▶ Required work: Please output all the entries word for word, without the pictures.

▶ Given records:
_ _ _ _

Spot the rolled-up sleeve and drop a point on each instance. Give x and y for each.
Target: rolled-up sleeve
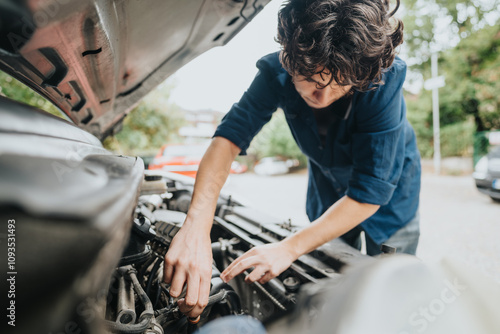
(255, 108)
(378, 142)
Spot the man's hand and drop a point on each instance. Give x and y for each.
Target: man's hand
(268, 261)
(189, 261)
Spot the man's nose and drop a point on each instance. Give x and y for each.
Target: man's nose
(319, 95)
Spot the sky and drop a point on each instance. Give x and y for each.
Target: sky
(217, 79)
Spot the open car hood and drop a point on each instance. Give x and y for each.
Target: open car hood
(95, 59)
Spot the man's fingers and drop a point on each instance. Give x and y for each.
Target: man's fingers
(202, 298)
(238, 267)
(168, 272)
(193, 289)
(177, 283)
(256, 274)
(266, 278)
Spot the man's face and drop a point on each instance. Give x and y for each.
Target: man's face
(313, 93)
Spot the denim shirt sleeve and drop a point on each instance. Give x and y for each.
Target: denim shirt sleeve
(378, 142)
(255, 108)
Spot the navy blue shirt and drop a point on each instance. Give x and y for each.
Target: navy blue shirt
(370, 152)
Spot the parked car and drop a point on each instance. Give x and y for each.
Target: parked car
(185, 159)
(85, 231)
(487, 174)
(274, 166)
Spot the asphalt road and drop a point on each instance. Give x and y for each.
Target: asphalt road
(457, 222)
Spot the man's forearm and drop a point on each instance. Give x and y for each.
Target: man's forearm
(212, 174)
(341, 217)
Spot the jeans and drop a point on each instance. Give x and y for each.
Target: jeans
(405, 240)
(235, 324)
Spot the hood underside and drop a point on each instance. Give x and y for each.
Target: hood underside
(95, 59)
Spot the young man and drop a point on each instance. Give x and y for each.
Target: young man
(340, 85)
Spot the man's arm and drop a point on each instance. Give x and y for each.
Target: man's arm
(272, 259)
(189, 258)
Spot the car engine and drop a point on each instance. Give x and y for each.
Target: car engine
(139, 300)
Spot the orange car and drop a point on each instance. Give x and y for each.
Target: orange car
(185, 159)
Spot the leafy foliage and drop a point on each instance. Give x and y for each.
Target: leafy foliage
(154, 122)
(275, 139)
(469, 60)
(17, 91)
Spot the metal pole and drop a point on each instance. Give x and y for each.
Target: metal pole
(435, 117)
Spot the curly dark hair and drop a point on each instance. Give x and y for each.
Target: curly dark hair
(354, 40)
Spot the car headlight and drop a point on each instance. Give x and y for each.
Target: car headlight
(481, 169)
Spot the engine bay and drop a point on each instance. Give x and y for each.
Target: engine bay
(139, 300)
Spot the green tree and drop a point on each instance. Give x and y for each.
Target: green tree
(154, 122)
(275, 139)
(17, 91)
(467, 39)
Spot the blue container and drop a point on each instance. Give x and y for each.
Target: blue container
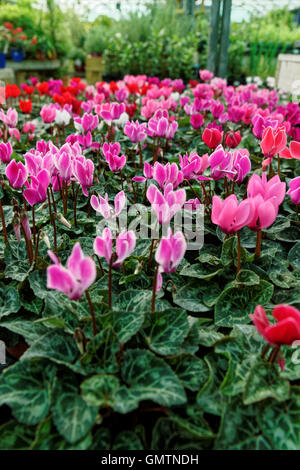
(17, 55)
(2, 60)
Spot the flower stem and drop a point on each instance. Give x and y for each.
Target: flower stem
(33, 223)
(110, 280)
(36, 248)
(75, 205)
(258, 243)
(238, 268)
(141, 155)
(3, 223)
(92, 313)
(52, 220)
(154, 289)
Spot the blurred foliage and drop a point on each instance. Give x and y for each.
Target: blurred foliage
(162, 40)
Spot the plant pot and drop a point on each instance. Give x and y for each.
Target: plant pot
(2, 60)
(94, 68)
(17, 55)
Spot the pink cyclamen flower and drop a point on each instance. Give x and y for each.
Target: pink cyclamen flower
(63, 163)
(135, 131)
(170, 251)
(264, 213)
(48, 113)
(148, 174)
(36, 191)
(229, 214)
(15, 133)
(116, 163)
(273, 189)
(292, 152)
(294, 190)
(196, 120)
(87, 123)
(101, 205)
(11, 117)
(285, 331)
(233, 139)
(272, 141)
(125, 244)
(76, 278)
(5, 151)
(212, 137)
(16, 174)
(166, 205)
(165, 174)
(169, 254)
(111, 148)
(193, 165)
(83, 171)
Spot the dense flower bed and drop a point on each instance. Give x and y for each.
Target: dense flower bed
(121, 331)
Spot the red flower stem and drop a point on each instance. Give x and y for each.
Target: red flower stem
(154, 289)
(3, 223)
(53, 199)
(33, 223)
(65, 196)
(110, 280)
(238, 268)
(75, 205)
(92, 313)
(265, 350)
(258, 243)
(36, 248)
(274, 354)
(28, 246)
(141, 155)
(100, 265)
(52, 220)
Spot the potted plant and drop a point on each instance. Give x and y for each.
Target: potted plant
(18, 44)
(95, 46)
(4, 44)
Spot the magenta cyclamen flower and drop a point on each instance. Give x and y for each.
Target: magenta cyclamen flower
(169, 254)
(5, 152)
(101, 205)
(125, 244)
(193, 165)
(170, 251)
(230, 215)
(165, 174)
(234, 166)
(11, 117)
(148, 172)
(48, 113)
(87, 123)
(111, 148)
(273, 189)
(294, 190)
(63, 163)
(166, 205)
(76, 278)
(116, 163)
(135, 131)
(16, 174)
(264, 213)
(83, 171)
(36, 191)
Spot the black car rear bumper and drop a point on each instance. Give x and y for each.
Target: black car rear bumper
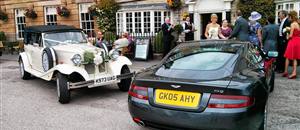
(234, 119)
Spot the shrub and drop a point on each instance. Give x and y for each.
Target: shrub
(264, 7)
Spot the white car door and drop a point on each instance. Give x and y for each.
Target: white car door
(36, 52)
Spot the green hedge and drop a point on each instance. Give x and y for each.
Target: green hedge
(264, 7)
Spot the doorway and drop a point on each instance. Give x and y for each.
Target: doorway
(205, 19)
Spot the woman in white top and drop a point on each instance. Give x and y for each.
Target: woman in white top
(213, 30)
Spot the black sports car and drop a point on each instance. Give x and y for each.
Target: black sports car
(205, 85)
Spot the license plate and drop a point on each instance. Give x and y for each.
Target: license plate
(105, 79)
(177, 98)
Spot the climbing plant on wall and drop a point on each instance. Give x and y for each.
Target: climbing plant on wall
(264, 7)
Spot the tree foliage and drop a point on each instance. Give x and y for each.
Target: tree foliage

_ _ _ _

▶ Task response:
Spot the rolled-up sleeve and drop a point on each instance. Give x and y for each.
Target: rolled-up sleeve
(255, 108)
(378, 142)
Spot the man's hand and drop a point on each instance. Give x and y for each.
Target: man's hand
(268, 261)
(189, 261)
Spot the man's nose and drop a point on each instance. Give x and y for each.
Target: man's nose
(319, 95)
Spot the sky and drop a point on each instance. Give x and y for each.
Target: sky
(217, 79)
Spot the open car hood and drop a point on each instance. Give x and y for each.
Target: open car hood
(95, 59)
Spot the man's fingers and drop a point on each instance. Give x and y for each.
Target: man's fingers
(202, 298)
(238, 267)
(168, 272)
(193, 289)
(177, 283)
(256, 274)
(266, 278)
Spot the man's face and drop a point on each instance. Give x and y for each.
Target: man's face
(313, 93)
Spot the denim shirt sleeve and drop a point on each instance. Give x and y for each.
Target: denim shirt sleeve
(378, 142)
(255, 108)
Spot the navy blue shirt and drop a point on each instance. Give x and y for each.
Target: navy blue shirt
(370, 152)
Spot the parked car and drop a point on each instance. Give x and y for each.
Target: parked car
(185, 159)
(85, 231)
(487, 174)
(274, 166)
Spot the asphalt road and drop a point on each instance. Give x and y for each.
Target: asphalt road
(457, 222)
Spot the man's forearm and drop a point on each instance. Give x and y for each.
Target: man's forearm
(212, 174)
(341, 217)
Spot the jeans and drop a point on each instance. Give x and y for each.
Target: jeans
(405, 240)
(235, 324)
Spot the hood underside and drop a point on each instance. Give x and y for each.
Target: hood underside
(95, 59)
Spot the young man and drop a point on each instance. Give x and y for each.
Target: young man
(340, 85)
Spot the man's arm and drop a point on each instance. Give x and y for each.
Target: man's arm
(272, 259)
(189, 258)
Spot the car engine and drop a point on each instance. Give x and y for each.
Target: car engine
(139, 300)
Spot the orange car and drop a point on each instance. Give x and y for each.
Target: orange car
(185, 159)
Spot the leafy foliage and drop a point on each instance. Give x and y for each.
Target: leafy foliage
(154, 122)
(275, 139)
(469, 60)
(17, 91)
Spot the metal pole and drop a point on each instance. Give x and y for each.
Target: metal pole
(435, 117)
Spot the curly dark hair and drop a point on each instance. Give x and y for each.
Target: curly dark hair
(354, 40)
Spot the car headlight and drop a point on each instance. Give x and y for each.
Target: car headlight
(481, 169)
Spot the engine bay and drop a point on each instance. Give x and y for each.
Target: engine bay
(139, 300)
Spot the green tree and drop a point on each instance. Give x and y for each.
Target: green tree
(154, 122)
(275, 139)
(17, 91)
(467, 39)
Spot the blue container and drop a point on each instance. Give x and y for each.
Target: blue container
(17, 55)
(2, 60)
Spot the flower stem and drop a point on each instance. Give x and y for each.
Target: flower stem
(33, 223)
(110, 280)
(36, 248)
(75, 205)
(258, 243)
(238, 268)
(141, 155)
(3, 223)
(92, 313)
(52, 220)
(154, 289)
Spot the blurred foliage and drop a point on each instance. Give x and y for each.
Target: blurred foliage
(162, 40)
Spot the plant pot and drop a point on each instance. Give x and y for each.
Target: plant pot
(2, 60)
(94, 68)
(17, 55)
Spot the pink cyclamen flower and drop a point on each instance. Give x and y for each.
Target: pink cyclamen flower
(63, 163)
(135, 131)
(170, 251)
(264, 213)
(48, 113)
(148, 174)
(36, 191)
(229, 214)
(15, 133)
(116, 163)
(273, 189)
(292, 152)
(294, 190)
(196, 120)
(87, 123)
(101, 205)
(11, 117)
(285, 331)
(233, 139)
(272, 141)
(125, 244)
(76, 278)
(5, 151)
(212, 137)
(16, 174)
(166, 205)
(165, 174)
(169, 254)
(111, 148)
(193, 165)
(83, 171)
Spot the dense flower bed and drop a point on each instance. Give x and y for each.
Target: dense flower bed
(121, 331)
Spot the red flower stem and drop a point on each instance. Give x and y for each.
Target: red flower stem
(154, 289)
(3, 223)
(53, 199)
(33, 223)
(65, 196)
(110, 280)
(238, 268)
(75, 205)
(92, 313)
(265, 350)
(258, 243)
(36, 248)
(274, 354)
(28, 246)
(141, 155)
(100, 265)
(52, 220)
Spot the potted plant and drop a point on each instance. Give x and y for each.
Target: potted plant
(18, 44)
(95, 46)
(4, 44)
Spot the magenta cyclamen flower and drop a point on each instance. Give x and y for each.
Target: magenta cyclamen flower
(169, 254)
(5, 152)
(101, 205)
(125, 244)
(193, 165)
(170, 251)
(230, 215)
(165, 174)
(234, 166)
(11, 117)
(148, 172)
(48, 113)
(87, 123)
(111, 148)
(273, 189)
(294, 190)
(63, 163)
(166, 205)
(76, 278)
(116, 163)
(135, 131)
(16, 174)
(264, 213)
(83, 171)
(36, 191)
Spot the black car rear bumper and drop a point on each instance. Give x and y for each.
Target: black car rear bumper
(234, 119)
Spot the shrub and drop a point on each instance. Give x and y for each.
Target: shrub
(264, 7)
Spot the white car door and drop a point on each instance. Give x and y for each.
Target: white car door
(36, 52)
Spot the green hedge and drop a point on each instance. Give x and y for each.
Target: green hedge
(264, 7)
Spot the doorway and drop a point on each instance. Give x and y for each.
Target: doorway
(205, 19)
Spot the woman in white top and drop a point on each instance. Give x and y for each.
Target: woman in white top
(213, 30)
Spot the black sports car and drop a point on each instance. Give x and y for each.
Target: black sports car
(205, 85)
Spot the license plate and drop a point on each instance. Give x and y for each.
Target: license plate
(105, 79)
(177, 98)
Spot the climbing plant on wall and drop a point on each instance. Give x and y for each.
Target: climbing plant on wall
(264, 7)
Spot the tree foliage and drop a point on each instance. Give x and y for each.
Target: tree foliage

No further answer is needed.